Convert the material below into a JSON list of strings, with one string for each line and blank lines omitted.
BEGIN Provided information
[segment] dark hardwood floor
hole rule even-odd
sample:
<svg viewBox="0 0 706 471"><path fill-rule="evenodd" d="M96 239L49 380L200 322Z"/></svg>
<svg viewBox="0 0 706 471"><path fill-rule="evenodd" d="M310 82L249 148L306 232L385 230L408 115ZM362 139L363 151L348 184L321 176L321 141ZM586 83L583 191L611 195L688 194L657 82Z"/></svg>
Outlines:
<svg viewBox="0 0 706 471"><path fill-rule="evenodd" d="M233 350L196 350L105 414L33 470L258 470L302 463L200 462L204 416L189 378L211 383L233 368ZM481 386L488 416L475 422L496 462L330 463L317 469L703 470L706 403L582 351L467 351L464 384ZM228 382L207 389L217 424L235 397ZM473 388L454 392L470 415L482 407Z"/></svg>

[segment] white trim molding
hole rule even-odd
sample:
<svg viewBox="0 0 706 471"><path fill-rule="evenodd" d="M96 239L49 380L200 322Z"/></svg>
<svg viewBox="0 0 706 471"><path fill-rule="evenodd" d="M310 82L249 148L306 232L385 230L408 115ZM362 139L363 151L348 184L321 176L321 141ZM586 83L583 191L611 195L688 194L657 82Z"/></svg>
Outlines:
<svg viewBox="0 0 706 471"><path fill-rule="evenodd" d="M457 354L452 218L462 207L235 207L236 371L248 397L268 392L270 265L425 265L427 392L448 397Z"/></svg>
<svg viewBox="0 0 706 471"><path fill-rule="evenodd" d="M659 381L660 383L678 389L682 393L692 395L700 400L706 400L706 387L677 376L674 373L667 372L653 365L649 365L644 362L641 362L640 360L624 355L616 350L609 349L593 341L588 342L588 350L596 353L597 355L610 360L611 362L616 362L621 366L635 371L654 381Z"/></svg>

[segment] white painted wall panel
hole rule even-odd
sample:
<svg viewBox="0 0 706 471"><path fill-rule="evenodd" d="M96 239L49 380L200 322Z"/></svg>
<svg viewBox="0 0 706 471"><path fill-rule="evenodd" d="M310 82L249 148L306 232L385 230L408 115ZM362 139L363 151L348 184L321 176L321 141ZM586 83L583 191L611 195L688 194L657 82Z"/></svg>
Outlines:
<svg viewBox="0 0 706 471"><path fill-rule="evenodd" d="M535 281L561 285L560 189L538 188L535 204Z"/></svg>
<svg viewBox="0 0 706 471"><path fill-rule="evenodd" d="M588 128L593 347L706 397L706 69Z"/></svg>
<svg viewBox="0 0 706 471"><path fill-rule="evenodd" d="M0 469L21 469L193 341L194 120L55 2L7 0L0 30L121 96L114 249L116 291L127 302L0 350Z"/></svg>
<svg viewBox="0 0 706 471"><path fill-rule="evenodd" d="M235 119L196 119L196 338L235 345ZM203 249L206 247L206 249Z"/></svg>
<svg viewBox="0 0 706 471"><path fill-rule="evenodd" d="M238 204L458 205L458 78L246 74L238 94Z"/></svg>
END Provided information
§ **Answer below**
[
  "[segment] dark hardwood floor",
  "hole rule even-odd",
  "sample:",
  "<svg viewBox=\"0 0 706 471\"><path fill-rule=\"evenodd\" d=\"M96 239L49 380L200 322Z\"/></svg>",
  "<svg viewBox=\"0 0 706 471\"><path fill-rule=\"evenodd\" d=\"M310 82L249 148L306 232L385 230L408 115ZM362 139L363 151L348 184L321 176L321 141ZM586 83L583 191L611 195L688 194L657 82Z\"/></svg>",
  "Outlines:",
  "<svg viewBox=\"0 0 706 471\"><path fill-rule=\"evenodd\" d=\"M233 350L196 350L105 414L33 470L258 470L302 463L200 462L204 416L189 378L211 383L233 368ZM481 386L488 416L475 422L496 462L330 463L317 469L703 470L706 403L582 351L467 351L464 384ZM228 382L207 389L217 424L235 397ZM473 388L454 392L470 415L482 407Z\"/></svg>",
  "[segment] white trim molding",
  "hole rule even-odd",
  "sample:",
  "<svg viewBox=\"0 0 706 471\"><path fill-rule=\"evenodd\" d=\"M96 239L49 380L200 322Z\"/></svg>",
  "<svg viewBox=\"0 0 706 471\"><path fill-rule=\"evenodd\" d=\"M310 82L249 148L306 232L385 230L408 115ZM362 139L363 151L348 184L321 176L321 141ZM586 83L583 191L611 195L688 194L657 82Z\"/></svg>",
  "Outlines:",
  "<svg viewBox=\"0 0 706 471\"><path fill-rule=\"evenodd\" d=\"M457 354L452 218L462 207L235 207L236 371L248 397L268 392L270 265L425 265L427 392L448 397Z\"/></svg>",
  "<svg viewBox=\"0 0 706 471\"><path fill-rule=\"evenodd\" d=\"M659 381L660 383L678 389L682 393L692 395L700 400L706 400L706 387L677 376L674 373L667 372L653 365L649 365L644 362L641 362L640 360L624 355L616 350L609 349L593 341L588 342L588 350L596 353L597 355L610 360L611 362L616 362L621 366L635 371L654 381Z\"/></svg>",
  "[segment] white painted wall panel",
  "hole rule even-odd",
  "sample:",
  "<svg viewBox=\"0 0 706 471\"><path fill-rule=\"evenodd\" d=\"M96 239L49 380L200 322Z\"/></svg>",
  "<svg viewBox=\"0 0 706 471\"><path fill-rule=\"evenodd\" d=\"M310 82L249 148L306 232L385 230L408 115ZM362 139L363 151L348 184L321 176L321 141ZM586 83L583 191L611 195L688 194L657 82Z\"/></svg>",
  "Outlines:",
  "<svg viewBox=\"0 0 706 471\"><path fill-rule=\"evenodd\" d=\"M535 281L561 285L560 189L538 188L535 204Z\"/></svg>",
  "<svg viewBox=\"0 0 706 471\"><path fill-rule=\"evenodd\" d=\"M588 128L593 347L706 397L706 69Z\"/></svg>",
  "<svg viewBox=\"0 0 706 471\"><path fill-rule=\"evenodd\" d=\"M0 469L21 469L193 341L194 120L55 2L7 0L0 30L121 96L114 249L116 291L127 302L0 350Z\"/></svg>",
  "<svg viewBox=\"0 0 706 471\"><path fill-rule=\"evenodd\" d=\"M235 119L196 119L196 338L235 345ZM203 249L206 247L206 249Z\"/></svg>",
  "<svg viewBox=\"0 0 706 471\"><path fill-rule=\"evenodd\" d=\"M238 204L458 205L458 78L246 74L238 94Z\"/></svg>"
]